[Problem description]: Print the listing below once more, unchanged.

--- START ---

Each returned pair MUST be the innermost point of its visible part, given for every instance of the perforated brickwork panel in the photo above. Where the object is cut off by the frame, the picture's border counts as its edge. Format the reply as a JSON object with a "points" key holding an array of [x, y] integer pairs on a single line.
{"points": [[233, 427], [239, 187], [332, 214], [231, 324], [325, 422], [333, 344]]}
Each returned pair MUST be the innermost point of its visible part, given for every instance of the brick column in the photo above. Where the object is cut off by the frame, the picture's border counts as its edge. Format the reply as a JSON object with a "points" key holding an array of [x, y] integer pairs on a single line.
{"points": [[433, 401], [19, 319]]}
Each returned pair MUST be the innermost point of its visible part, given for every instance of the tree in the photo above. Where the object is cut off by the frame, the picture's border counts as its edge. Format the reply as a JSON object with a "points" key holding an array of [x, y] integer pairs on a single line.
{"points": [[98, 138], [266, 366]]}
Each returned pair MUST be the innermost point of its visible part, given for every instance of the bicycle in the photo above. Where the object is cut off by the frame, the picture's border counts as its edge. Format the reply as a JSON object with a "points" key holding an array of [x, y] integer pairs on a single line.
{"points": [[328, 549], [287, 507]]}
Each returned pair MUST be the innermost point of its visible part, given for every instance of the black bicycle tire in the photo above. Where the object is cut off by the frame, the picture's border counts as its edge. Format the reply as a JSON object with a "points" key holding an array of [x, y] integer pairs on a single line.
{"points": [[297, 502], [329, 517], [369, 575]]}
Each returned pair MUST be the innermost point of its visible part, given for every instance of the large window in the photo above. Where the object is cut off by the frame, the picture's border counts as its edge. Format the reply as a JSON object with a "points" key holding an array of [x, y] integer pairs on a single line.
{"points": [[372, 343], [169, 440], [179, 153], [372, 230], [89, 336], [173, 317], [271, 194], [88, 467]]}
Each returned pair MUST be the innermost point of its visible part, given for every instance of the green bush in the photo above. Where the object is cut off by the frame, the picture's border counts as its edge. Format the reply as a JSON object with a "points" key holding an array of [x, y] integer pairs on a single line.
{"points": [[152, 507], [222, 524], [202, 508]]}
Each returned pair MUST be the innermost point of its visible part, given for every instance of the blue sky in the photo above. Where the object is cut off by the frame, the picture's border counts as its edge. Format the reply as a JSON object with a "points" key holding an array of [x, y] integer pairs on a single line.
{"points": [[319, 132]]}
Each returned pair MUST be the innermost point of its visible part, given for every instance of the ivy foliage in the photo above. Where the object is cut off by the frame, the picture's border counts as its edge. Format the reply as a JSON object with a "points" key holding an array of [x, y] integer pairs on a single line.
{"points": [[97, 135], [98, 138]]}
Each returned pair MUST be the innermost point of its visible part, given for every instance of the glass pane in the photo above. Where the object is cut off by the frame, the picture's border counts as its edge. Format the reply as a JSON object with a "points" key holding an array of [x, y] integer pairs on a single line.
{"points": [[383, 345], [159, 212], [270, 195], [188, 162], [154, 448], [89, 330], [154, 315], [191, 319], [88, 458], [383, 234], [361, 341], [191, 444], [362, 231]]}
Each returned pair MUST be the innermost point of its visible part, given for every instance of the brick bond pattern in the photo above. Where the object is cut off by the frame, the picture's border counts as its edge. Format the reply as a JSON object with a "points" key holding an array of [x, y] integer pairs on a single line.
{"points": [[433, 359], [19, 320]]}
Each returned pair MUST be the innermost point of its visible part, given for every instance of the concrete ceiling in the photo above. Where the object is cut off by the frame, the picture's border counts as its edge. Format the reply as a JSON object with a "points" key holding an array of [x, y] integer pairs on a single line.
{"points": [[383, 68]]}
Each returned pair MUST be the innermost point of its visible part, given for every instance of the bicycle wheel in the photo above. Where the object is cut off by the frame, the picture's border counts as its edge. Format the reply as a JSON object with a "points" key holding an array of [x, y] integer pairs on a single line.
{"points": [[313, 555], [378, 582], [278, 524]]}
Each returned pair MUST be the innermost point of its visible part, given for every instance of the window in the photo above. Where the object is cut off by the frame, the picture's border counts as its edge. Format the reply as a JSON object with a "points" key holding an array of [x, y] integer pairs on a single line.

--- END ---

[Task solution]:
Each returned pair MUST be the innermost point of its visible part, given for every instance of the perforated brickwork panel in the photo above. Where the object is cut off by the frame, the picture's border counts as its edge. Format the reply as a JSON object with a "points" key holding an array of [x, y] integer pairs on a single line.
{"points": [[233, 427], [239, 187], [332, 214], [231, 324], [325, 422], [333, 344]]}
Each returned pair MUST be the innermost point of its visible part, given for every instance of the brick column in the photo above. Where the object is cut off by the frame, the picture's border counts as its edge. Format the reply as a JSON object with a "points" key holding an array of [x, y] integer pairs on a single line.
{"points": [[433, 401], [19, 319]]}
Each returned pair MUST be the innermost point of its visible part, given for every instance of the tree in the photo above. Where the object is cut off by the frame, the picture's border counts as its edge. Format the reply as a JSON object with a "points" key holding an array of [x, y] integer pairs on a single line.
{"points": [[98, 138], [266, 366]]}
Each returned pair MUST be the innermost point of its visible part, given for every instance of the bicycle in the photo above. Where the object is cut off by the frame, the picture's border counts as its edge. Format the reply as a JSON object with a "points" key holding an array of [x, y] integer pairs on a single line.
{"points": [[328, 549], [287, 507]]}
Each returned pair MUST be the innermost point of its visible part, given for every instance of the black bicycle tire in the photo above. Where the object is cut off by the frame, the picture's border counts as its edge. Format the reply as a JSON object with a "points" key holding an array of [x, y] integer pairs on a single line.
{"points": [[297, 502], [329, 517], [369, 575]]}
Each returned pair MUST be the innermost point of its visible part, given for every instance of the large window in the photo above. Where the object is cut off by the frame, the picture's border counts as its edge. Format the reply as a JSON object with a "points" key holding an array of [x, y] integer pairs on a single line.
{"points": [[372, 343], [169, 440], [179, 153], [372, 230], [89, 336], [173, 317], [271, 194], [88, 467]]}
Each returned pair MUST be the innermost point of its visible part, given for every instance of the green bush in the photo above. Where the object is cut off by the frame, the picture's border counts as its edge. Format the reply as a JSON object with a "points" key holding an array of [x, y] integer pairs on a single line.
{"points": [[152, 507], [222, 524], [202, 508]]}
Each returned pair MUST be the innermost point of its visible part, given for every instance of the blue sky in the photo above. Where the object is cut off by the frame, the picture's border counts as its edge. Format the reply as a JSON object with a "points" key holding an array of [x, y] integer pairs on a single line.
{"points": [[319, 132]]}
Each returned pair MUST be the innermost point of its visible part, given for every instance of the ivy foliage in the photo above. Where the object is cut off by the frame, the picture's border counts as its edge. Format the reply as a JSON object with a "points" key holding an array of [x, y] integer pairs on a single line.
{"points": [[97, 135], [98, 138]]}
Each returned pair MUST be the innermost point of its visible part, given for every instance of the glass pane in the photo above. Where the object is cut off by the frame, the picture's border counts as its edge. Format the reply as a JSON object with a "points" key holding an array of [x, y] integer pairs on a single line.
{"points": [[383, 345], [159, 212], [270, 195], [188, 162], [154, 448], [89, 330], [154, 315], [191, 319], [88, 458], [383, 234], [361, 341], [191, 444], [362, 231]]}
Each returned pair MUST be the innermost point of its visible part, given for every instance of the brick bond pattern in the photo above. Where the object is cut off by the frame, the picture's border counts as its edge. Format the reply as a JSON object with a "points" key holding an array of [x, y] integer pairs on a single line.
{"points": [[433, 359], [19, 320]]}
Each returned pair MUST be the innermost point of its visible part, given for every instance of the concrete ceiling in the photo above. Where the object is cut off by the frame, the picture's border counts as its edge. Format the reply as a JSON object with a "points" key holding an array of [x, y] integer pairs on a single line.
{"points": [[383, 68]]}
Each returned pair MUST be the innermost point of its visible part, given for every instance of the bicycle wheel in the photo above. Where the object is cut off by the frame, the picture's border counts as its edge. Format the reply as a JSON object with a "points" key holding an array of [x, y] integer pairs on a single line.
{"points": [[313, 555], [378, 582], [278, 524]]}
Each returned pair MUST be the innermost point of its visible part, given for every instance of the window in the photo above. Where the object is cut off by the frame, the picture's border counts as its edge. Format the reply as a JSON object with a "points" key holding an array of [x, y] integer pairs on a single line.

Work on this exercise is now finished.